Records from a data collection:
____________
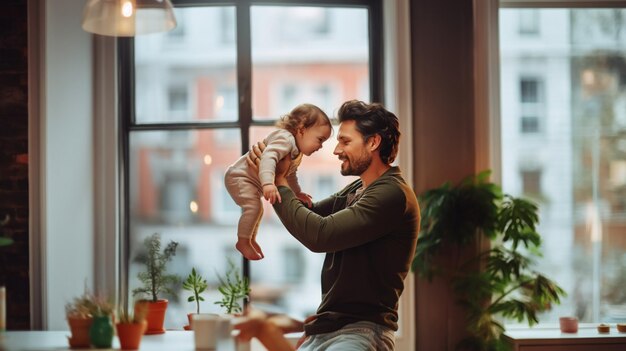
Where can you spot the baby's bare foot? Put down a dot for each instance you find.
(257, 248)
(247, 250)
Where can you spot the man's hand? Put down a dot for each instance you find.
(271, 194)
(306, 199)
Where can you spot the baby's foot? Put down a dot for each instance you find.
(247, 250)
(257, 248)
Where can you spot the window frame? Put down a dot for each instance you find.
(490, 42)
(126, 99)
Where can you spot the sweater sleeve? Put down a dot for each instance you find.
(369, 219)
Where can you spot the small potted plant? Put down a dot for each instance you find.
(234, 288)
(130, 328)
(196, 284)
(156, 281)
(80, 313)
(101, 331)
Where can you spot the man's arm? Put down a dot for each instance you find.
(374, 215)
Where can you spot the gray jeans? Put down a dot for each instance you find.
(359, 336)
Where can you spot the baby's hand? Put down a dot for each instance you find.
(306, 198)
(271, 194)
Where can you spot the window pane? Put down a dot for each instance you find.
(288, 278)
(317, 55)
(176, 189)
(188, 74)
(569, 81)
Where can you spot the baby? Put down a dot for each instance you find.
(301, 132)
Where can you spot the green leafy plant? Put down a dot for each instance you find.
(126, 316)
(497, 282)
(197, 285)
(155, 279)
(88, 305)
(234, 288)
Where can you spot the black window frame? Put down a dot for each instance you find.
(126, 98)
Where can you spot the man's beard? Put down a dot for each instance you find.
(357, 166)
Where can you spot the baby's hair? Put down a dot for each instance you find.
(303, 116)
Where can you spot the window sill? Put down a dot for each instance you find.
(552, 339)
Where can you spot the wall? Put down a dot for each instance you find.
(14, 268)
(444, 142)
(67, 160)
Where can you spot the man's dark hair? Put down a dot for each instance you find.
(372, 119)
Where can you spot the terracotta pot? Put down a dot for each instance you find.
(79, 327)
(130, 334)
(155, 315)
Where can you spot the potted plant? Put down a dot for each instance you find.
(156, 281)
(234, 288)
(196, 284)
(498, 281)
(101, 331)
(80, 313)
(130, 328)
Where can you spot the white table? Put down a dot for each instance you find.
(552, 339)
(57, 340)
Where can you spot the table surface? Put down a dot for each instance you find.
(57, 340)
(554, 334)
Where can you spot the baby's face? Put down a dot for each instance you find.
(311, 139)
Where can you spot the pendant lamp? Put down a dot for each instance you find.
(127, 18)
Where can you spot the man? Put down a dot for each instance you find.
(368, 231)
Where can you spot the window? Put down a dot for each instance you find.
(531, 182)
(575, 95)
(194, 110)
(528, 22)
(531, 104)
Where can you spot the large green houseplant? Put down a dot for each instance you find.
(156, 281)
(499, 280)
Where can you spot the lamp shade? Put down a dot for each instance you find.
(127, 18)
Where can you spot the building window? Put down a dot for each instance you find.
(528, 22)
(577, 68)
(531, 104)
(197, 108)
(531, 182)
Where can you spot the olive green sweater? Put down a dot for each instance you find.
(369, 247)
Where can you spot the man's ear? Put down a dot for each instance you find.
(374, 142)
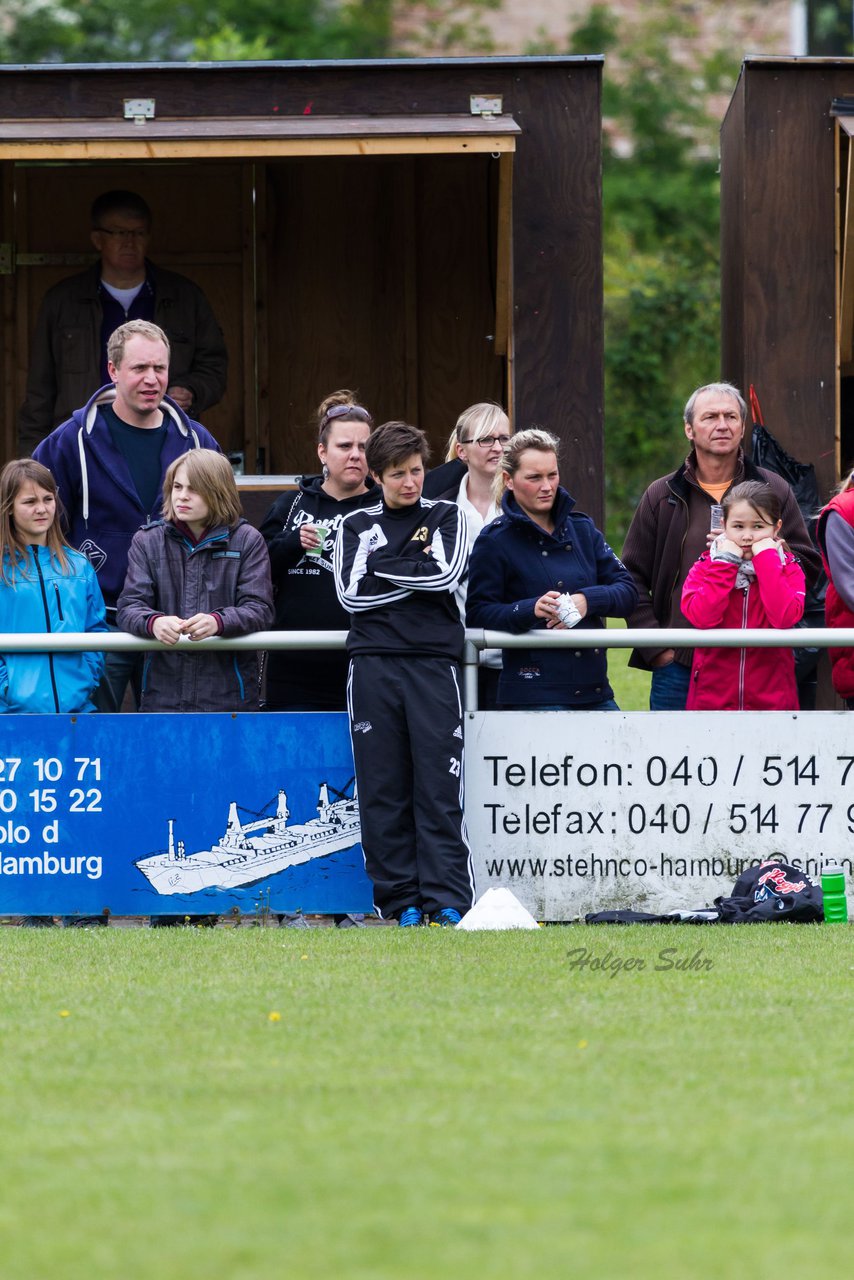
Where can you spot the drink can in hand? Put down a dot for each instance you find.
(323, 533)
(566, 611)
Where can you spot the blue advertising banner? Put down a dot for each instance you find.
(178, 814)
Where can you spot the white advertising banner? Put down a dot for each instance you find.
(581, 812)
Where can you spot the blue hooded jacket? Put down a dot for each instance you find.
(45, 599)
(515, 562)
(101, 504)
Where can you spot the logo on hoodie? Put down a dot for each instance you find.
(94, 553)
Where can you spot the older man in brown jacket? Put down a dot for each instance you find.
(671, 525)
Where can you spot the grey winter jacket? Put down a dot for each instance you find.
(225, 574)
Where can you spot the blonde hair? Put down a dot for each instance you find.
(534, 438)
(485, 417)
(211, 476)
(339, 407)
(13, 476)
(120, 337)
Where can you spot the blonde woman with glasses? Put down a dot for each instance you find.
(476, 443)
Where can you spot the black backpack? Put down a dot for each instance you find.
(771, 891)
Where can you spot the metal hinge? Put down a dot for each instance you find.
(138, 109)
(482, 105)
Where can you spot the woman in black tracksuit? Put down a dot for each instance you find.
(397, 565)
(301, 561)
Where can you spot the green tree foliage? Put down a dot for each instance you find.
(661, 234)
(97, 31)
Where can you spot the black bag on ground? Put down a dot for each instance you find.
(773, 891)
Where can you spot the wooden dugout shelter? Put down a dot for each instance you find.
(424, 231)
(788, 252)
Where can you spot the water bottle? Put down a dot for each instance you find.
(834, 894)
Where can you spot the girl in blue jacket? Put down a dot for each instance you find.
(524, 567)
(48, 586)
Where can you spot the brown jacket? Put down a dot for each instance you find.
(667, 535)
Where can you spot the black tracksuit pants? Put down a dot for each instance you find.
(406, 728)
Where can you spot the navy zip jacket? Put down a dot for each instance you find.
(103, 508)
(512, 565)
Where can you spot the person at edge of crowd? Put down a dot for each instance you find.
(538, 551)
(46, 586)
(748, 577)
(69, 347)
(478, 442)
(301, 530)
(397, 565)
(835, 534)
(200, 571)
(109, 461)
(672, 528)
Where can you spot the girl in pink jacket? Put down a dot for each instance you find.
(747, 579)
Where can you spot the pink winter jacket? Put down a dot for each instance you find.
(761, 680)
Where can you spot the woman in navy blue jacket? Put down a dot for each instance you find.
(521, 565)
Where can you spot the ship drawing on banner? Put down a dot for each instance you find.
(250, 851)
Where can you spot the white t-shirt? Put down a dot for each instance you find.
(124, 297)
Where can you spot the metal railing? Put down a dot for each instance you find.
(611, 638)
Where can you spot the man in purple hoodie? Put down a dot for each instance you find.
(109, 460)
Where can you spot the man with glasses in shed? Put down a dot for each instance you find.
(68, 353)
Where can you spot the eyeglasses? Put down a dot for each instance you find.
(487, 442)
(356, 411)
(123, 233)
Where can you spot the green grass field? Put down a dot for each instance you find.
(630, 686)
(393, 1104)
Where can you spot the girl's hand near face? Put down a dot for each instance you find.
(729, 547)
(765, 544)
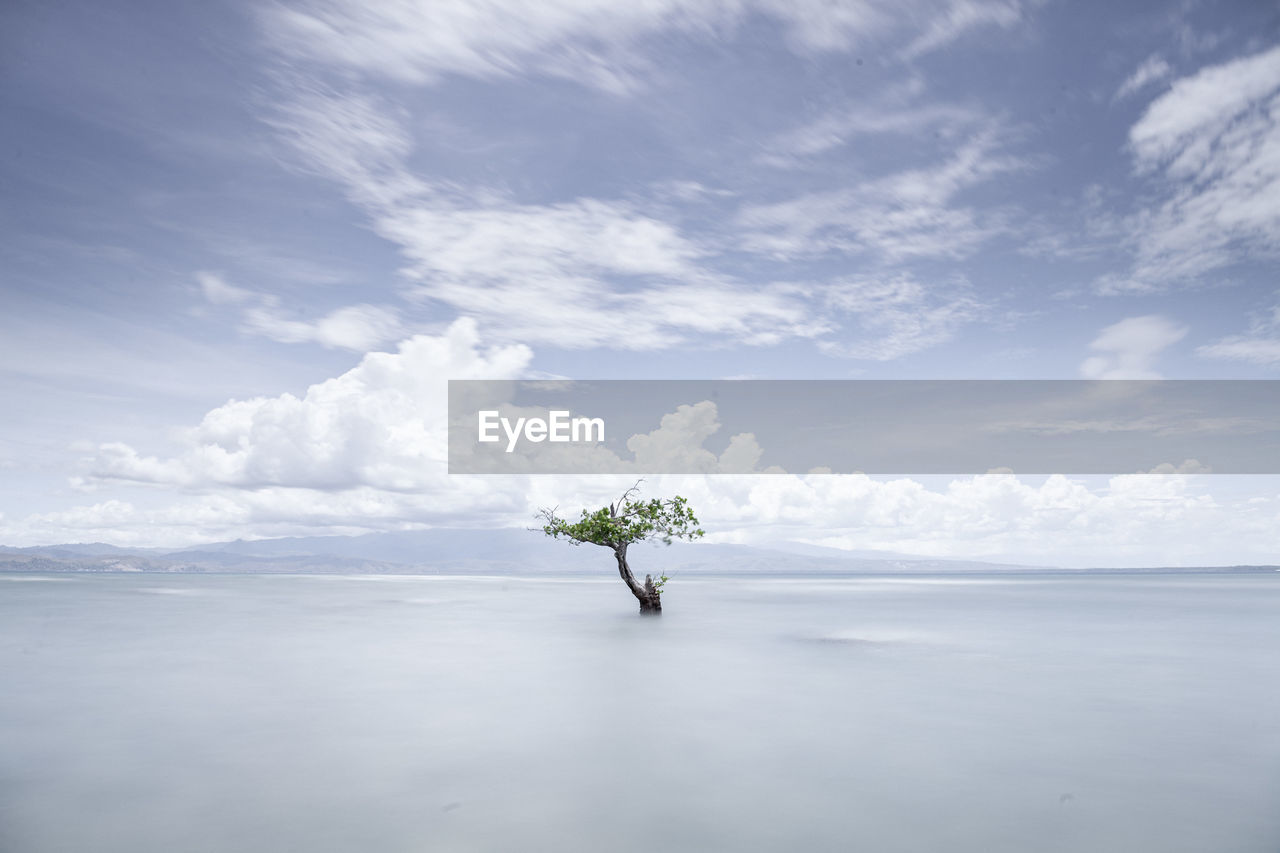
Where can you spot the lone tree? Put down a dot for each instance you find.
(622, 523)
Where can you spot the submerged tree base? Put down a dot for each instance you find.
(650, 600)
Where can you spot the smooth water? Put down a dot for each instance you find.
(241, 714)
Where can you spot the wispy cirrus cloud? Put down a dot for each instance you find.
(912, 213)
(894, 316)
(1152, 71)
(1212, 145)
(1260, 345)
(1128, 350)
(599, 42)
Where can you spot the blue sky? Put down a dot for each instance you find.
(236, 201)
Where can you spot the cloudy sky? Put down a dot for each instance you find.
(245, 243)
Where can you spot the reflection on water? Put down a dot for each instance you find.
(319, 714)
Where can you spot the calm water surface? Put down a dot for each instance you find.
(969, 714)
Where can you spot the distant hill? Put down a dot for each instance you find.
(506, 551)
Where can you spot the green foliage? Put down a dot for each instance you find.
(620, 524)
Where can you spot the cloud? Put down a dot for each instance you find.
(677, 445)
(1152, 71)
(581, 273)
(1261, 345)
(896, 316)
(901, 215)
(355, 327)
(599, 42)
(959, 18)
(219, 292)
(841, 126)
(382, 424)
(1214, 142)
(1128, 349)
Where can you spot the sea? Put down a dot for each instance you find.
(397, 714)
____________
### Goal of the exercise
Retype each line of the listing above word for word. Exclude the pictures.

### Result
Where can you spot the baby's bare foot? Put down a dot for each instance you find.
(257, 248)
(247, 250)
Where can you spot the man's hand? Put down a dot for each instance you find.
(271, 194)
(306, 199)
Where can you spot the baby's foot? Put down a dot for each instance you find.
(247, 250)
(257, 248)
Where can you spot the window frame? Put down a dot for each instance you find.
(490, 42)
(126, 99)
Where can you spot the sweater sleeve? Put down a dot for each instance you find.
(369, 219)
Where can you spot the small potted plant? Put down a dot for each instance you find.
(234, 288)
(130, 328)
(196, 284)
(156, 281)
(80, 313)
(101, 331)
Where can you spot the man's arm? Put down a dot for each instance you find.
(374, 215)
Where can you spot the gray jeans? Put down a dot for each instance you find.
(359, 336)
Where can you spot the baby's hand? Put down a dot for each instance you find.
(306, 198)
(271, 194)
Where can you spot the window pane? Put down a dot for each instance you find.
(288, 278)
(317, 55)
(176, 189)
(188, 74)
(569, 81)
Where can you spot the baby? Put down a dot for each instance you find.
(301, 132)
Where can you spot the green leafy plant? Put down a dot for each instance you find.
(126, 316)
(497, 282)
(197, 285)
(155, 279)
(88, 305)
(234, 288)
Where can you spot the black window frame? Put down a dot for each instance you find.
(126, 98)
Where can you spot the man's beard? Put down a dot for each instance you find.
(357, 166)
Where can you spot the baby's hair? Put down a dot for each instance you find.
(303, 116)
Where can you spot the window sill? Put down a dot for each instance you find.
(552, 339)
Where can you spot the wall? Put down a dot for each instance you find.
(14, 268)
(444, 142)
(67, 160)
Where can you spot the man's dark hair? Put down a dot for each instance you find.
(372, 119)
Where can you spot the terracotta pot? Put down a dot for each instance you find.
(79, 327)
(130, 334)
(155, 315)
Where can you spot the potted plant? Put down a dot for each instance you find.
(156, 281)
(234, 288)
(196, 284)
(498, 281)
(101, 331)
(80, 313)
(130, 328)
Where can you spot the white table? Put down a dot for each instance you find.
(552, 339)
(57, 340)
Where can you spot the table surface? Put down a dot for each instance you find.
(57, 340)
(554, 334)
Where can you spot the baby's face? Put down a dot for each instance you find.
(311, 139)
Where can you spot the pendant lamp? Put down a dot for each instance you find.
(127, 18)
Where can you spot the man? Put down a dot for each instance you find.
(368, 231)
Where can you spot the window? Put down a dot for each instance you find.
(531, 182)
(575, 95)
(194, 110)
(528, 22)
(531, 104)
Where can you spot the large green houseplant? Put down a dot for each instance you find.
(156, 281)
(499, 280)
Where can you spot the lamp shade? Put down a dot for each instance you find.
(127, 18)
Where can you spot the building window? Put down a dot for each instance you find.
(528, 22)
(577, 68)
(531, 104)
(197, 108)
(531, 182)
Where can you spot the olive green sweater? Put down a dot for each instance you find.
(369, 247)
Where can you spot the man's ear? Put down a dot for each instance you find.
(374, 142)
Where can you spot the drink can in hand? Put down a dot for each instance you find.
(323, 533)
(566, 611)
Where can you spot the blue advertising banner? Put down a dot for each instance you find.
(178, 814)
Where can you spot the white advertising banner? Put down a dot for each instance you find.
(581, 812)
Where can you spot the blue hooded jacket? Put down a dot for each instance you find.
(45, 599)
(515, 562)
(101, 504)
Where can you spot the logo on hoodie? Put down a dot for each instance you find.
(94, 553)
Where can you spot the older man in brown jacket? Put down a dot for each instance you find.
(671, 525)
Where can you spot the grey winter jacket? Put down a dot for each instance you find.
(225, 574)
Where can you spot the blonde hair? Put down a dot for each instance you find.
(534, 438)
(485, 417)
(211, 476)
(339, 407)
(13, 476)
(120, 337)
Where can you spot the blonde woman with glasses? Put down a dot for each instance you find.
(476, 443)
Where can you spot the black backpack? Put down a dot for each instance you find.
(771, 891)
Where can you spot the metal hinge? Put down a dot for each instance you find.
(138, 109)
(482, 105)
Where can you spot the woman in black tracksuit? Put down a dot for each instance you find.
(397, 565)
(301, 561)
Where can you spot the green tree foliage? Put down a dot for each instance you find.
(661, 234)
(97, 31)
Where can you spot the black bag on ground? Put down a dot for each instance you find.
(773, 891)
Where can you spot the wooden dugout shelter? Put down a dot for each instance you find.
(424, 231)
(788, 252)
Where can you spot the water bottle? Put down a dot for each instance you find.
(834, 894)
Where can you spot the girl in blue jacket? Put down a dot for each instance you find.
(524, 567)
(48, 586)
Where can you spot the brown jacket? Put down a dot for each instance you find.
(667, 535)
Where can you spot the black tracksuit pants? Put down a dot for each instance you find.
(406, 728)
Where can you spot the navy zip jacket? Put down a dot for each instance you find.
(103, 508)
(512, 565)
Where can you spot the person at edge of crowd? Put down a dot for each instance you find.
(538, 551)
(46, 586)
(748, 577)
(69, 347)
(478, 442)
(301, 530)
(397, 565)
(835, 534)
(200, 571)
(109, 461)
(672, 528)
Where can you spot the girl in pink jacket? Put down a dot for each instance you find.
(747, 579)
Where can you spot the pink winter jacket? Put down a dot for each instance you find.
(761, 680)
Where can you spot the woman in navy blue jacket? Put down a dot for each instance you find.
(521, 565)
Where can you spot the ship drawing on banner? Put down a dot for each instance you find.
(250, 851)
Where can you spot the white t-shirt? Put down a dot for each instance you find.
(124, 297)
Where can you spot the metal railing? Put down a dot for each instance you find.
(611, 638)
Where can you spot the man in purple hoodie? Put down a dot for each instance you find.
(109, 460)
Where can you spot the man with glasses in shed? Put down a dot for each instance you find.
(68, 353)
Where can you spot the eyeglasses? Put down a dot for each instance you find.
(487, 442)
(356, 411)
(123, 233)
Where can you spot the green grass field? Put down a dot for each instance you find.
(630, 686)
(393, 1104)
Where can you spot the girl's hand near face? Put down a dot for each instance you find.
(729, 547)
(765, 544)
Where can you spot the lone tree? Put down a dot for each instance you find.
(622, 523)
Where can you spot the submerged tree base? Put down a dot for each instance you find.
(650, 600)
Where can you spot the smooth water? Put down a dot for each instance you find.
(241, 714)
Where can you spot the wispy cirrus cloud? Put down a dot for each instance you find.
(912, 213)
(894, 316)
(1152, 71)
(1212, 145)
(1260, 345)
(1128, 350)
(599, 42)
Where can you spot the blue sky? Put down a dot for each instance you find.
(236, 201)
Where can you spot the cloudy sky? Put down a dot for each instance you find.
(245, 243)
Where can you spot the reflection on water? Put down a dot for each instance you find.
(319, 714)
Where can you spot the calm water surface? Put down a dot for each instance you find.
(969, 714)
Where can you spot the distant hill? Put down a dot for each instance you find.
(506, 551)
Where can you spot the green foliage? Put down a dot for each instance you find.
(620, 524)
Where can you spot the cloud? Put down a dot for each instance you find.
(677, 445)
(1152, 71)
(581, 273)
(1261, 345)
(896, 316)
(901, 215)
(355, 327)
(599, 42)
(959, 18)
(219, 292)
(841, 126)
(382, 424)
(1214, 142)
(1128, 349)
Where can you spot the sea? Put down a dot for each instance you find.
(397, 714)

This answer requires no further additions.